Dr. Chris Huffine – speaking, coincidentally, on the International Day for the Eradication of Violence Against Women – said the one factor that does indicate a propensity for abusive behavior is gender. Eighty-five to 90 percent of abusers are male and the same figure goes for victims being female.

This means, he argued, that the movement to establish battered women’s shelters will never eradicate domestic violence on its own because abusive men and boys have to be taught ways to deal with their emotions in a nonviolent way.

Men, he said, need “to understand that this is a male issue. It’s affecting our mothers and daughters and we need to get involved.”

Huffine, who has worked in the field of domestic violence for 16 years, is a nationally recognized presenter and the founder of the Allies in Change Counseling Center in Southwest Portland, which is one of the few clinics in Portland offering counseling for perpetrators, as well as victims, of domestic violence. Allies in Change also offers support groups and parenting classes for victims and abusers.

Huffine explained that traits culturally associated with men – self-reliant, unemotional, hard, aggressive – are not only inaccurate, but imply that the world is a “hostile and dangerous place.” He said that abusive men take that attitude one step further and apply it to their partner – they believe that their wives or girlfriends are not on their side and become suspicious and violent when they feel they are losing control.

But some men in the audience objected to many normal human traits being described as abusive.

For example, when Huffine mentioned selective listening, one student noted: “I don’t try to not listen. I just don’t sometimes.”

Huffine said that it is a matter of degree, frequency and intention.

For example, he said, say your child is taking an excruciatingly long time tying his shoes so you swat his hands away and tie it yourself. That is controlling, Huffine said, but it doesn’t necessarily mean the person who did it is abusive or that the child felt abused.

Domestic abuse is defined as: “A pattern of coercive behavior used by one person to control and subordinate another in an intimate relationship.”

Controlling behavior, Huffine said, is like drops of rain: you can have a few sprinkles here and there and be fine, but when it is a way of life, abuser and abused become psychologically trapped in a cycle of violence.

> _To do_
[A] Transcribe everything in the article on domestic violence from "This means, he" down to "a nonviolent way.".
[B] Does the article on domestic violence support each statement below? Answer yes or no for each, and quote the words that decide it. (i) Huffine founded the Allies in Change Counseling Center. (ii) Huffine has worked in the field of domestic violence for 20 years. (iii) Huffine argued that battered women's shelters can end domestic violence by themselves.

> _Entries shown_

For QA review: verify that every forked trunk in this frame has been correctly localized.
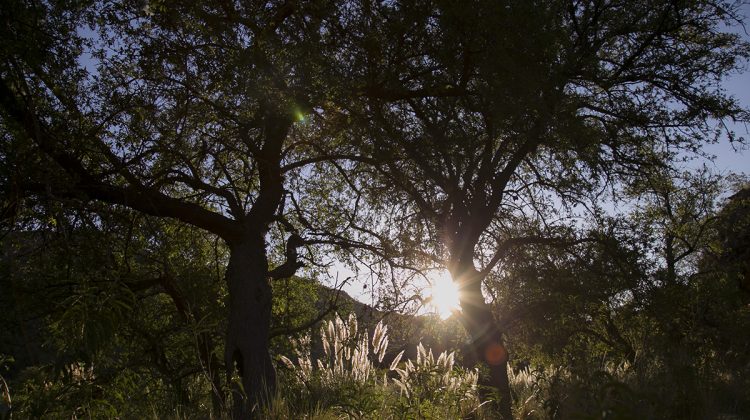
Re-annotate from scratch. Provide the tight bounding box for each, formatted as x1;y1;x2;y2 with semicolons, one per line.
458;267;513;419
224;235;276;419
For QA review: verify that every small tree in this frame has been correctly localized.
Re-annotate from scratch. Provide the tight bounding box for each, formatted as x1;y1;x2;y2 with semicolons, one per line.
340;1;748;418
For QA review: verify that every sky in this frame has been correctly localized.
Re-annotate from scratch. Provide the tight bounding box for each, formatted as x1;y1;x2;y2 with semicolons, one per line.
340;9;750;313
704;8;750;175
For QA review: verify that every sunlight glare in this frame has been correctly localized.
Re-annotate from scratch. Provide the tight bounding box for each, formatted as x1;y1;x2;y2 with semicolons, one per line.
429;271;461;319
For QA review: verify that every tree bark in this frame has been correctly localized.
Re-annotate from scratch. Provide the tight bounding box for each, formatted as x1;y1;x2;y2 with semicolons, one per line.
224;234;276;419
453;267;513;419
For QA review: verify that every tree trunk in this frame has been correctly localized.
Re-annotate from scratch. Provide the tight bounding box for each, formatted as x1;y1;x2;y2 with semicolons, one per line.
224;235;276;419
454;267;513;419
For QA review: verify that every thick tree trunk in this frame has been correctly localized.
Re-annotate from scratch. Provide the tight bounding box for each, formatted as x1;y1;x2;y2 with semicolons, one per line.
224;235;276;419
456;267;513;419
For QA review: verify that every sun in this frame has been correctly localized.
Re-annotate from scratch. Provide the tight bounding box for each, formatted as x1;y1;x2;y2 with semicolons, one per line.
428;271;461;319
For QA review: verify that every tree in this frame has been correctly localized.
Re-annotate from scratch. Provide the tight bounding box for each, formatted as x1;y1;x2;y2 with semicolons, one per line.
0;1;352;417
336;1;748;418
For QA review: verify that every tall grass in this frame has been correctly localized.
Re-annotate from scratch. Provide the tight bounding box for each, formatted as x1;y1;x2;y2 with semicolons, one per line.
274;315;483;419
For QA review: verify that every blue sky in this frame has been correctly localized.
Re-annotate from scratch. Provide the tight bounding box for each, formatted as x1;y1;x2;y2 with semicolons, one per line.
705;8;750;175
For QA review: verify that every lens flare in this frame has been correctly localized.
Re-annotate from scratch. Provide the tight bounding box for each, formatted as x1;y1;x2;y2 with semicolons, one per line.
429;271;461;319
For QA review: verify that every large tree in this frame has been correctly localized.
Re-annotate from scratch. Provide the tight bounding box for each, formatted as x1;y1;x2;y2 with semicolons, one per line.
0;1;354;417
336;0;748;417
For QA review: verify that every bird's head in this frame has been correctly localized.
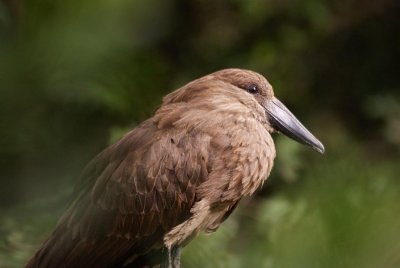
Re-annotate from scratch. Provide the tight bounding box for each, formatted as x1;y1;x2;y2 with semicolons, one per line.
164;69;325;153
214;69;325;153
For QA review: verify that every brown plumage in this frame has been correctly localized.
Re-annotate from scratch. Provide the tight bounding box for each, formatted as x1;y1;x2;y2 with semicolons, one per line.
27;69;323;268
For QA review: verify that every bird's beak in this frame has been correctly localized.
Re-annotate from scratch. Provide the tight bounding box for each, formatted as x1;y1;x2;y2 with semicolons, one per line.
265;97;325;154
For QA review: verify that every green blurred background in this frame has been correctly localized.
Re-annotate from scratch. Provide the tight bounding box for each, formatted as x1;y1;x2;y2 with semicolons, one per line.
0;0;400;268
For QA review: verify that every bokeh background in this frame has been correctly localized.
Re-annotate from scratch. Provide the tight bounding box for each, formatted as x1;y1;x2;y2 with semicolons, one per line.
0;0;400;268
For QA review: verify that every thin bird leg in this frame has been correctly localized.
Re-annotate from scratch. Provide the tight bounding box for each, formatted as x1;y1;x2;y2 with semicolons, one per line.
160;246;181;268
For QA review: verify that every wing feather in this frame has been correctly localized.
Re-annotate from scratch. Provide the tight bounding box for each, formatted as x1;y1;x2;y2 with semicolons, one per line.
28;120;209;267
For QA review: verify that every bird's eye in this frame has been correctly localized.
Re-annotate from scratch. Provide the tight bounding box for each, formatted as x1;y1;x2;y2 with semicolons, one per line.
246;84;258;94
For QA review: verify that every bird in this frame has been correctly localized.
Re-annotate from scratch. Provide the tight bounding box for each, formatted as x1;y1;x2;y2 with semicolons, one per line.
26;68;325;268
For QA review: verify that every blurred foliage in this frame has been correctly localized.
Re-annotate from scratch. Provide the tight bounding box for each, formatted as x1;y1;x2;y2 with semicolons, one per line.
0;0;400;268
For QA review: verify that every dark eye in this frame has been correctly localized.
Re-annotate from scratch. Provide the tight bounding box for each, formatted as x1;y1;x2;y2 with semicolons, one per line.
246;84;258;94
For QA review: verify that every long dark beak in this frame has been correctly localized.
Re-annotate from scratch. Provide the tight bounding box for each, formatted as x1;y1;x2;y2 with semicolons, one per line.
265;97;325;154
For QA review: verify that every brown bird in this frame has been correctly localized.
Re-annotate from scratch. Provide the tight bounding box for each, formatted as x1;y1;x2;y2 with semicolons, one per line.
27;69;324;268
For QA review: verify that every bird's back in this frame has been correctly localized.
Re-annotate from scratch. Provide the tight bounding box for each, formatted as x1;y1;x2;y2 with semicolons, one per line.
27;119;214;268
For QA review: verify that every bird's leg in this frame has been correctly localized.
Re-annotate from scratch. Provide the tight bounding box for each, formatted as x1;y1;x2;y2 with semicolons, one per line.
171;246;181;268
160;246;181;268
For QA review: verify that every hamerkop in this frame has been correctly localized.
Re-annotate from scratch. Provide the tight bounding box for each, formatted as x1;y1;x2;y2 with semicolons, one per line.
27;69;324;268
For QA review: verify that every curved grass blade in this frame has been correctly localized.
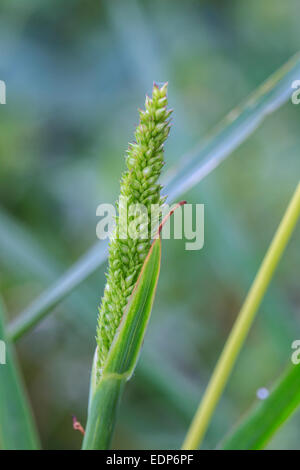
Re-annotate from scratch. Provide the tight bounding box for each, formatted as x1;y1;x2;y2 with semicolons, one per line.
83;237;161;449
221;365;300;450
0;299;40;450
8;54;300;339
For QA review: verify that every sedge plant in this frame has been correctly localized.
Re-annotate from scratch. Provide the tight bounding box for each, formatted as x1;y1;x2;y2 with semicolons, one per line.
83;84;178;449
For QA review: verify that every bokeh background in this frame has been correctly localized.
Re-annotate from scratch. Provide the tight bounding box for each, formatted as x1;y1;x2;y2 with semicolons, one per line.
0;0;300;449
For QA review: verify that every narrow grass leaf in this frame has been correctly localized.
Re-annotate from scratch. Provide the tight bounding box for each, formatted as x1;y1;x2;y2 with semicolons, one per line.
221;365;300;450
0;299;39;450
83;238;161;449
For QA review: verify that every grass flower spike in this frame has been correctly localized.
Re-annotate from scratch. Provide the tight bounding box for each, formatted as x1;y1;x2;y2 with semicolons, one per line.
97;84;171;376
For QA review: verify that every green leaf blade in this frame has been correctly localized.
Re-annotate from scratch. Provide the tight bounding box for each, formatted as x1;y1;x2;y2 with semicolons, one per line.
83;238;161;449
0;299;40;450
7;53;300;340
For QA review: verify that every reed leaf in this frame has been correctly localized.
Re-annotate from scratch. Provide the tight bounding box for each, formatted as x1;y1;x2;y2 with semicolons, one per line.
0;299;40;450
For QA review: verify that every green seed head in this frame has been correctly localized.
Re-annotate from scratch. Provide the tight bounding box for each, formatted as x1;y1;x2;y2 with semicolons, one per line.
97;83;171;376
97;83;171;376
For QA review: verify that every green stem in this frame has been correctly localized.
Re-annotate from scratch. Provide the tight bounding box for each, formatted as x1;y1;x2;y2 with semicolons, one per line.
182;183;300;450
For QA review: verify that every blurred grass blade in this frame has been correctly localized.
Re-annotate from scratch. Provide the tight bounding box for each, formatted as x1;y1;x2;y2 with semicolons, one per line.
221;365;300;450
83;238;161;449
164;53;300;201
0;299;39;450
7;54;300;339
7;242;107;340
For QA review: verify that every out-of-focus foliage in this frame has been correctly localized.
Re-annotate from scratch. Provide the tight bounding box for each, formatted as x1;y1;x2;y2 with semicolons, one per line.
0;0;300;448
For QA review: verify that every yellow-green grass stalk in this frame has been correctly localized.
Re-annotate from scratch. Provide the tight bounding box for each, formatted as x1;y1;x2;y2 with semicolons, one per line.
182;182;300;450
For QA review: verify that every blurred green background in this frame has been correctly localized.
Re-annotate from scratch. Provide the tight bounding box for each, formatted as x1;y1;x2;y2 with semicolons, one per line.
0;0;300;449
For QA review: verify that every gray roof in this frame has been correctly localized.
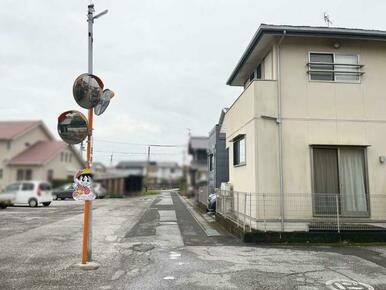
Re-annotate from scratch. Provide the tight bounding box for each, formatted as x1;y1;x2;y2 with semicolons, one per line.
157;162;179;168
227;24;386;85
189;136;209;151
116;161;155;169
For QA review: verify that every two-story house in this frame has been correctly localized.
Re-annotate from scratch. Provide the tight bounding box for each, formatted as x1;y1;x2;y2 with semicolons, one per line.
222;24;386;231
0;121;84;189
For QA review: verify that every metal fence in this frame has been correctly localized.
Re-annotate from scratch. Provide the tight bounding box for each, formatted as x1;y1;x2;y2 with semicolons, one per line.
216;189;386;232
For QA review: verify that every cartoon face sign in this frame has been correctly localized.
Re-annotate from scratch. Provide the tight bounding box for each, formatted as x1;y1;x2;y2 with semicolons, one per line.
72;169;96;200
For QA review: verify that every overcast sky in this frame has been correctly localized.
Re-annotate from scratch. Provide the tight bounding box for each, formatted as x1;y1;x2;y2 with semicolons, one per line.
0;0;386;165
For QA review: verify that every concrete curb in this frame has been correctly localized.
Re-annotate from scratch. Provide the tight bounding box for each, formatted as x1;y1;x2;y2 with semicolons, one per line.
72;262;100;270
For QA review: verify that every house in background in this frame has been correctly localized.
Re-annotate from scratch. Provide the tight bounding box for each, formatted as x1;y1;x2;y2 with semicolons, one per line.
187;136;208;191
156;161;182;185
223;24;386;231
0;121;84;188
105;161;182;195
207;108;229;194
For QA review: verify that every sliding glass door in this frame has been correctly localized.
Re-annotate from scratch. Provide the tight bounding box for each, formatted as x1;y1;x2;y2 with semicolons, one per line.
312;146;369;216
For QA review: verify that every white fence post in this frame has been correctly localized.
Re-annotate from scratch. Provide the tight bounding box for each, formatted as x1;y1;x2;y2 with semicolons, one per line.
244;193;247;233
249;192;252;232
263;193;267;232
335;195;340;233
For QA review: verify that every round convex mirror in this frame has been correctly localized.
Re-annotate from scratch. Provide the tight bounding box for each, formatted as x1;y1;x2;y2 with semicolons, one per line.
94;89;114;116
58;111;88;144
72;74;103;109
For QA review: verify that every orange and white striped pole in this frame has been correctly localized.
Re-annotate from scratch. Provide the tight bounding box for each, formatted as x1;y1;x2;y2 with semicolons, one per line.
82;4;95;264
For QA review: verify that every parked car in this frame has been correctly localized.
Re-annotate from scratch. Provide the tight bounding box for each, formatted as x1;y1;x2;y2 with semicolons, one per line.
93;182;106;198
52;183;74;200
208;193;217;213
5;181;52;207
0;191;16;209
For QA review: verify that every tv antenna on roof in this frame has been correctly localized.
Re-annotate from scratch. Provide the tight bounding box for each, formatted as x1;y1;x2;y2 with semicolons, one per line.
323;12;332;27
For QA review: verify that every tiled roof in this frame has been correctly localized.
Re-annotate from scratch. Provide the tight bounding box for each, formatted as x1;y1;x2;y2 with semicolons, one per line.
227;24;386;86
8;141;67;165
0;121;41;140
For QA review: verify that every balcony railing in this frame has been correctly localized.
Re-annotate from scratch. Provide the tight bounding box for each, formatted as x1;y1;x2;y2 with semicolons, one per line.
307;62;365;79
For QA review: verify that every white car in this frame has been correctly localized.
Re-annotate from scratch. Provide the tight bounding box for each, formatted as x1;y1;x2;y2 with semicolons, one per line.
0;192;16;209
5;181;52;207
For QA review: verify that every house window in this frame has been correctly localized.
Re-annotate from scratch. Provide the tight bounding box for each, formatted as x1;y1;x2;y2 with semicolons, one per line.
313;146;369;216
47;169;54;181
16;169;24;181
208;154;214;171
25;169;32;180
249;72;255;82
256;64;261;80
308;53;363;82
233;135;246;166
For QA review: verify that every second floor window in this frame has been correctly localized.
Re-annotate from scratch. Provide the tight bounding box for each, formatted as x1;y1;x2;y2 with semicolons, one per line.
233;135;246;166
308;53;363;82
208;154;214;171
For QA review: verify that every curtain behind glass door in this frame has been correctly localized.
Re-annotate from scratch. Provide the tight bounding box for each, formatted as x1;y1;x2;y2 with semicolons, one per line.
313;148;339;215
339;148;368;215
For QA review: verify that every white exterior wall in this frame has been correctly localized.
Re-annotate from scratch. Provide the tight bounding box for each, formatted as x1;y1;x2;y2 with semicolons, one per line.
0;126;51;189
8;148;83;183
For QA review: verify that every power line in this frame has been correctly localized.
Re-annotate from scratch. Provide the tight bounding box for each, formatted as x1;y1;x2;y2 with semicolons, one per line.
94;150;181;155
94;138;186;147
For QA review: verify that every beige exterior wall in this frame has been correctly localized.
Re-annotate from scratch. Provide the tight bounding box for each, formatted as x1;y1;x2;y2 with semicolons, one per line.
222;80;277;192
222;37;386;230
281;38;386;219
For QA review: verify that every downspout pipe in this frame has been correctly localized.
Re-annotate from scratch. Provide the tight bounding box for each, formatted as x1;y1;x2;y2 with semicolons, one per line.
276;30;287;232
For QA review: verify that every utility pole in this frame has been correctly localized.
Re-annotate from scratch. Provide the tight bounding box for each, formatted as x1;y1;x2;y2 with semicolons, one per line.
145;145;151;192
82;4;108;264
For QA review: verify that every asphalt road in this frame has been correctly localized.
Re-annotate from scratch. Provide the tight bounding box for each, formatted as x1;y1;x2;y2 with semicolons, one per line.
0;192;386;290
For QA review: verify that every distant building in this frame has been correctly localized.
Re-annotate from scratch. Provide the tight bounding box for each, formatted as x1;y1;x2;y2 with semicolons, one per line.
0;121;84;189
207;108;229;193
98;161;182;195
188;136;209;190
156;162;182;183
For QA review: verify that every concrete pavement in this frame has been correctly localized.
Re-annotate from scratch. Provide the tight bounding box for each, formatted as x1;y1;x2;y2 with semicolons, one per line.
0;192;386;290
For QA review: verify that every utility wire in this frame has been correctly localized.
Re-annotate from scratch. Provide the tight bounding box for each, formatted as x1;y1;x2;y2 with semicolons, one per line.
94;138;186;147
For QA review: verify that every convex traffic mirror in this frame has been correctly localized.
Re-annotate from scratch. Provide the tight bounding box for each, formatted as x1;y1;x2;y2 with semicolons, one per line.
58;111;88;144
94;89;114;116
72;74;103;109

> _Outputs for the tasks_
[A]
This means, he argued, that the movement to establish battered women’s shelters will never eradicate domestic violence on its own because abusive men and boys have to be taught ways to deal with their emotions in a nonviolent way.

[B]
(i) Yes: "the founder of the Allies in Change Counseling Center in Southwest Portland"
(ii) No: "has worked in the field of domestic violence for 16 years"
(iii) No: "will never eradicate domestic violence on its own"